■ Okuma parçası
----------------------------------------
|
Medeniyetin Doğuş Sebebleri
Medeniyetler
veya medeniyet meydana getiren kültür değerleri, niçin, nasıl ve ne
gibi şartlar altında ve hangi topluluklarda doğmaktadır?
a- Coğrafi çevre
b- İnsan unsuru c- Molivation nazariyesi
d- Cemiyet
Bazı kültürler maddî-mânevî
alanlarda çeşitli kültür vasıta ve davranışları ortaya
koyabildikleri hâlde, bir takım sosyal gruplar böyle bir varlık
göstermekte güçlük çekiyorlar. Neden? Kültür tarihçileri için hayli
müşkül başlıca incelemelerden biri bu olmuştur. Soruyu
cevaplandırmaya çalışanlar arasında, Difüsioncularda gördüğümüz
üzere, meseleyi coğrafî-iktisadî şartlara bağlayanlar olduğu gibi,
metafizike müracaat edenler veya doğrudan doğruya şahis
psikolojisini hareket noktası alanlar vardır.
Meselâ O. Spengler'e göre "yüksek kültür", esrarlı kozmik
kuvvetlerin dünyadaki insan hayatına müdahalesinden doğar.
Danilevsky'ye göre , medeniyetin belirmesindeki faktörlerden biri,
dil birliği ile bağlı kültürlerin siyasî istiklâli, öteki de bu
gruplardaki etnografik malzemenin zenginliğidir. Fakat her iki cevap
da tatminkâr değildir, çünkü bir meçhulü çözmeğe çalışan Spengler
meseleyi "daha karanlık ve karmaşık" hâle getirirken, Danilevsky de
medeniyetin çekirdeği durumundaki "etnografik zenginlikten ne
kastedildiğini, yâni bu zenginliğin vasfını açıklamamakta, üstelik
her siyasî istiklâlin mutlaka bir "medeniyet" yaratacağı yolunda
izahı güç bir iddiada bulunmaktadır.[1]
Toynbee'nin ileri sürdüğü çözüm tarzı şudur: Medeniyetlerin ortayı
çıkması ve gelişmesi;
1. coğrafî çevre şartlarına;
2 toplulukta bir yaratıcı grubun var olmasına;
3 çevre ile insan arasında devamlı bir "meydan okuma" hâlinin mevcut
bulunmasına bağlıdır[2].
----------------------------------------
Medeniyetin doğuşu hakkındaki metinde "a- Coğrafi çevre" sözleriyle başlayıp "noktası alanlar vardır." sözleriyle biten kısmı hiç değiştirmeden yinele.

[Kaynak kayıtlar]
----------------------------------------
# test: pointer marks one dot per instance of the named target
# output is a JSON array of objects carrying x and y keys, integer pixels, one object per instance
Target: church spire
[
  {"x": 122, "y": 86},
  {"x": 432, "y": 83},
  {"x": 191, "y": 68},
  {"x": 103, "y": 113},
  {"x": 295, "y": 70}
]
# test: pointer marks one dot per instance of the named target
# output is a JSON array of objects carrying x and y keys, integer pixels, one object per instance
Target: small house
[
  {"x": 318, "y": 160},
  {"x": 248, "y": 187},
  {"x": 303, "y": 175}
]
----------------------------------------
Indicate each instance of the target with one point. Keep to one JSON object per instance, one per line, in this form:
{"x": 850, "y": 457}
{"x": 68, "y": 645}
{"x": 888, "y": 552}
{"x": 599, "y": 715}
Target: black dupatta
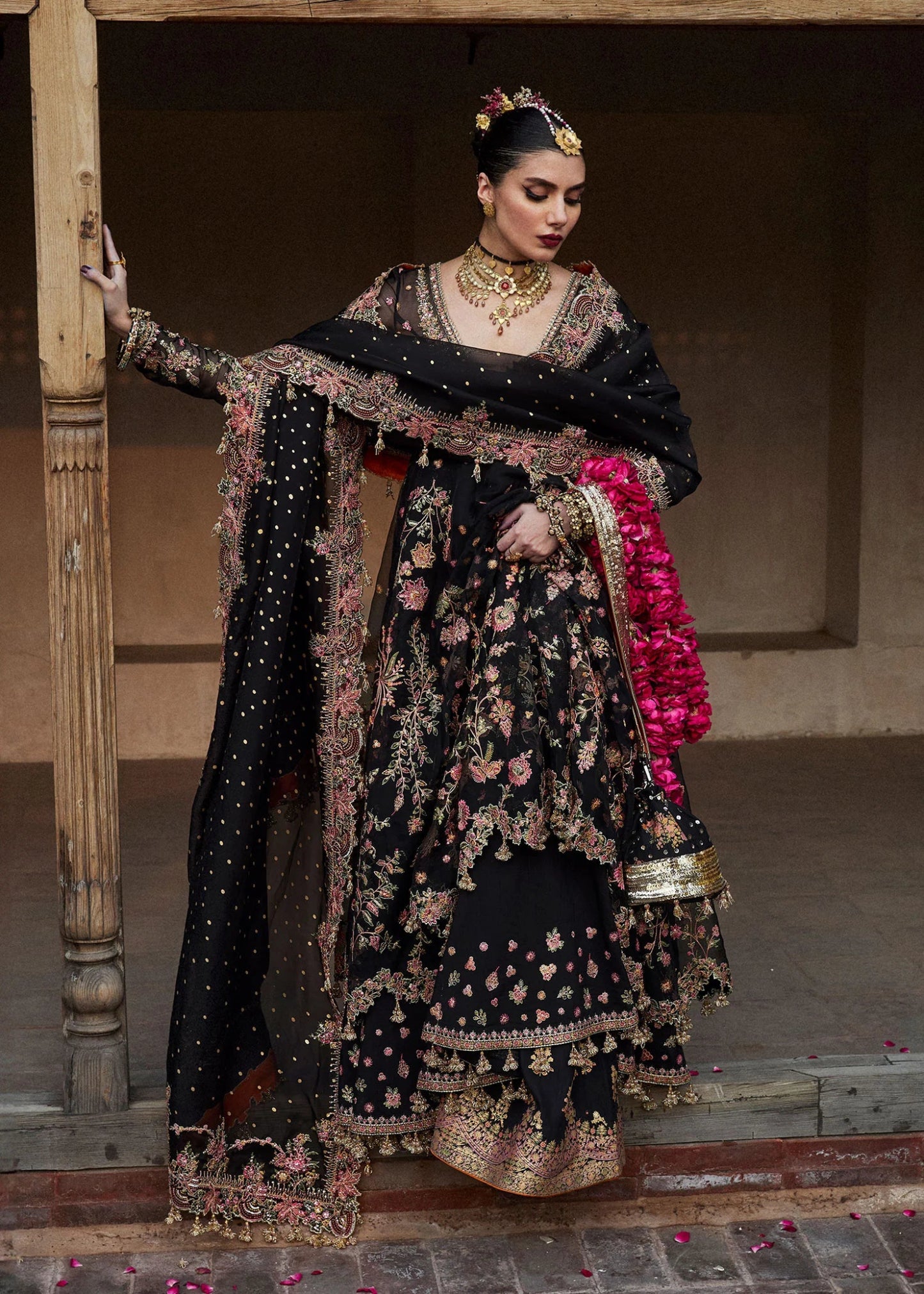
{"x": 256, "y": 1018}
----------------------------------------
■ Görev çıktısı
a- Coğrafi çevre
b- İnsan unsuru c- Molivation nazariyesi
d- Cemiyet
Bazı kültürler maddî-mânevî
alanlarda çeşitli kültür vasıta ve davranışları ortaya
koyabildikleri hâlde, bir takım sosyal gruplar böyle bir varlık
göstermekte güçlük çekiyorlar. Neden? Kültür tarihçileri için hayli
müşkül başlıca incelemelerden biri bu olmuştur. Soruyu
cevaplandırmaya çalışanlar arasında, Difüsioncularda gördüğümüz
üzere, meseleyi coğrafî-iktisadî şartlara bağlayanlar olduğu gibi,
metafizike müracaat edenler veya doğrudan doğruya şahis
psikolojisini hareket noktası alanlar vardır.